» **Texto fornecido**
━━━━━━━━━━━━━━━━

Primárias do centro-esquerda na Itália: quem perde, ganha?

Bersani, líder do PD, é largamente favorito. Mas Renzi, que apela à renovação e à abertura da esquerda, parece desde já o vencedor político

Foto
Segunda volta das primárias é disputada entre Bersani, secretário nacional do PD (à esq.), e Renzi, presidente de Florença Alberto Pizzoli/AFP

Realiza-se hoje na Itália a segunda volta das eleições primárias para designar o candidato do centro-esquerda à chefia do Governo nas legislativas de 2013. Matteo Renzi, de 37 anos, presidente de Florença, foi o protagonista da campanha e do apelo à renovação do Partido Democrático (PD). Mas quem dispõe dos votos para ganhar é o adversário, Pier Luigi Bersani, de 61 anos, secretário nacional do PD. O paradoxo de Renzi é que lhe seria mais fácil ganhar as legislativas de 2013 do que as primárias de hoje.

━━━━━━━━━━━━━━━━

» **Secção de dados**
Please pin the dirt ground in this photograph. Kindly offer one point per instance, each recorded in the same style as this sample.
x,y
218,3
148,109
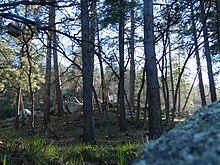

━━━━━━━━━━━━━━━━

» **Objetivos**
A – Responda às perguntas seguintes com base no texto sobre as primárias italianas.
(i) Qual dos candidatos é apontado como largamente favorito?
(ii) De que cidade é presidente Matteo Renzi?
(iii) Que idade tem Pier Luigi Bersani?
B – Transcreva novamente o trecho do texto sobre as primárias italianas que começa em "Primárias do centro-esquerda" e prossegue até "primárias de hoje.", trocando "Florença" por "Milão".

» **Resolução dos exercícios**
A –
(i) Bersani, líder do PD.
(ii) Florença.
(iii) 61 anos.

B –
Primárias do centro-esquerda na Itália: quem perde, ganha?

Bersani, líder do PD, é largamente favorito. Mas Renzi, que apela à renovação e à abertura da esquerda, parece desde já o vencedor político

Foto
Segunda volta das primárias é disputada entre Bersani, secretário nacional do PD (à esq.), e Renzi, presidente de Milão Alberto Pizzoli/AFP

Realiza-se hoje na Itália a segunda volta das eleições primárias para designar o candidato do centro-esquerda à chefia do Governo nas legislativas de 2013. Matteo Renzi, de 37 anos, presidente de Milão, foi o protagonista da campanha e do apelo à renovação do Partido Democrático (PD). Mas quem dispõe dos votos para ganhar é o adversário, Pier Luigi Bersani, de 61 anos, secretário nacional do PD. O paradoxo de Renzi é que lhe seria mais fácil ganhar as legislativas de 2013 do que as primárias de hoje.